> [DOCUMENT SEGMENT]
Surrogacy: No right to family life based on child purchase

Publié le : 31 January 2017

Italy questions the first ruling concerning gestational surrogacy and wins the case. Decrypting for Gènéthique from Claire de la Hougue, Doctor of Law.

 

On January 24th, the Grand Chamber of the European Court on Human rights adjudicated over the surrogacy case Paradiso and Campanelli against Italie. The claimants, an Italian couple aged 45 and 55, had contacted a Russian company and obtained a baby born from a surrogate mother, for 50 000 euros.

 

They had brought the child to Italy and asked for the birth certificate to be registered. In Italy, Gestational surrogacy and heterologous medically-assisted procreation (with gamete donation) are banned. The Italian authorities immediately pressed charges for violation of the law on adoption and noted the baby’s abandonment, during which time it appeared that, contrary to what had been said, there was no genetic tie between the child and the claimants. It was decided that the child should be taken away from the couple and placed in a home and then a foster family, in view of adoption.

 

The Second Chamber of the Court, in a ruling from January 27th 2015, decided that taking the child away from the couple would constitute a violation of the claimants’ right to family life. It thus admitted that family life was based on the violation of national and international law, on the purchase of a child.  It went along with the fait accompli, considering that six months of common life, during which the claimants had taken care of the child “as parents”, was enough to create de facto a family life. The Italian Government asked for a new hearing of the case before the Grand Chamber.

> [EXTRACTED ENTRIES]
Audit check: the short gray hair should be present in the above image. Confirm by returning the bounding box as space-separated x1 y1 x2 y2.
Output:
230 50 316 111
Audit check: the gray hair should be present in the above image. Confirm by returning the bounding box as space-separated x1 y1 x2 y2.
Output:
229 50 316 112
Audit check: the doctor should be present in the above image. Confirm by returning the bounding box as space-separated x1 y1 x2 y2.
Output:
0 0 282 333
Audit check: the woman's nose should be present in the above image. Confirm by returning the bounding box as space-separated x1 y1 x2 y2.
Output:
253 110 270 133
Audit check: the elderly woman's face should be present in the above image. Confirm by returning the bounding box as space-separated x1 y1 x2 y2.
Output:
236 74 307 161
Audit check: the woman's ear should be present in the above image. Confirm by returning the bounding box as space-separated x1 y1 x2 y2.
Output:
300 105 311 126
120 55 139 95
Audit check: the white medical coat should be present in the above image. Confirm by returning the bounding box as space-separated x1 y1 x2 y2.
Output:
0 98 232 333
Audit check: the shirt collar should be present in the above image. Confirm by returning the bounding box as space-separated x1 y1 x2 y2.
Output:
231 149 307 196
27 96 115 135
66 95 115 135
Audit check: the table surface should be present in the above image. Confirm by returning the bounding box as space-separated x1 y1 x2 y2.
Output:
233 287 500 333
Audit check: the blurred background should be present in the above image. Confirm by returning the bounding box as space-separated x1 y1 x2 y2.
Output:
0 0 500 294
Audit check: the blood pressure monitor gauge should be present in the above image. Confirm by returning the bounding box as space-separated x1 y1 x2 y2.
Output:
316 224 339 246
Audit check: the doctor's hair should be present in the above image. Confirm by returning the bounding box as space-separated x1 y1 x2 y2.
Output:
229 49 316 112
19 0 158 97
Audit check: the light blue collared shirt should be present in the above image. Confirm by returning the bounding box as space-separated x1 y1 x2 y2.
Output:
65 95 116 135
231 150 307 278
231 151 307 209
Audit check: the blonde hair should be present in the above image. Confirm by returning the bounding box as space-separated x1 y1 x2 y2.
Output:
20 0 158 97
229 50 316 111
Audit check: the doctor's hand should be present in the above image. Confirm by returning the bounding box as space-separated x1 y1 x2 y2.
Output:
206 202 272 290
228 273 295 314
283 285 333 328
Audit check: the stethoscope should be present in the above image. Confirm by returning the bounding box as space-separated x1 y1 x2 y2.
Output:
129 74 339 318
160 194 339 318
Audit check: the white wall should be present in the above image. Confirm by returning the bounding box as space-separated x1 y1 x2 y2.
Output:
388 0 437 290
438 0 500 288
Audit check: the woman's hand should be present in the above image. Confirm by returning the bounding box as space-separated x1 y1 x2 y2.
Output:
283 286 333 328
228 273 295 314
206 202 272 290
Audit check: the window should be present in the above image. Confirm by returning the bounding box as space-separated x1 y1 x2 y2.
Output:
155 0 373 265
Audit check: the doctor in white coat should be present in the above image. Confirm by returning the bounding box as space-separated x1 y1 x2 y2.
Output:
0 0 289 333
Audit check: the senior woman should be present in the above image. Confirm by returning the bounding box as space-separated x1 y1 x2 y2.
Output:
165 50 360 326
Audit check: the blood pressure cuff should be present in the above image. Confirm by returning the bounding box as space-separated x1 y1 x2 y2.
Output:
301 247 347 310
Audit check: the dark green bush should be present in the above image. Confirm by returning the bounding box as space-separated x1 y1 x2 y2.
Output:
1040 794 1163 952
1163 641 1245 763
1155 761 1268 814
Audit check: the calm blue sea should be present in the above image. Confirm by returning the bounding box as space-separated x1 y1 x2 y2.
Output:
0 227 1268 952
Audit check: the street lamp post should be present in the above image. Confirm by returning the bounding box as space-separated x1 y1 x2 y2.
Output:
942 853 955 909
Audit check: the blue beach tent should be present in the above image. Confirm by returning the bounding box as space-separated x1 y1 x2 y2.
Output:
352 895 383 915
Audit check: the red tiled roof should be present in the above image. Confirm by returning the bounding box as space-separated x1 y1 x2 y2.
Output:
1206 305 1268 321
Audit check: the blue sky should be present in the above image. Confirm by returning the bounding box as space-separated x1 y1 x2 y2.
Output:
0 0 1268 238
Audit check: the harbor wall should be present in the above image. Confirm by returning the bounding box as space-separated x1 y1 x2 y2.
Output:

> [DESCRIPTION OF THE TASK] Continue the article on the Paradiso and Campanelli surrogacy case from the point where it stops.

> [OUTPUT]
The Grand Chamber brought up the fact that the claimants themselves are the reason why their relation with their child is unstable on a judicial level, and that the Italian authorities reacted rapidly. In regards to the brevity of their life together, it denied the decision of the Second Chamber, considering that the “conditions enabling one to conclude de facto that there was an existing family life are not met”. (§ 157) It however admitted that, with regards to the solid parental project of the claimants, the facts constitute an interference with their private life.

 

The Grand Chamber considered that the interference was prescribed by law and furthered the legitimate objective of the defense of order and the protection of the rights and freedom of children. It is notable that the Italian authorities took into account the claimants’ behavior and the child’s interest and recognized that the procedure was urgent. It concluded that “agreeing for the child to be left with the claimants, maybe in view of them becoming its adoptive parents, would mean legalizing the situation they created when they violated important rules of the Italian law” (§ 215).  The Italian authorities struck a fair balance between the interests at stake; there is therefore no violation of the article 8 of the Convention.

 

One could have hoped, with the judges DE GAETANO, PINTO DE ALBUQUERQUE, WOJTYCZEK and DEDOV, that the Grand Chamber would have gone further and clearly condemned gestational surrogacy as incompatible with human dignity.

 

However, as reminded by the judges Raimondi and Spano, even though its position is moderated by the importance given to the circumstances, one can only welcome the fact that the Grand Chamber changed the ruling of the Second Chamber, which came as a denial of the legitimacy of the State’s choice of not recognizing that surrogacy has consequences. The ruling of January 27th 2015 which approved child purchase by trying to oblige the state to acknowledge the fait accompli, was a disgrace the Grand Chamber has made right through its present ruling.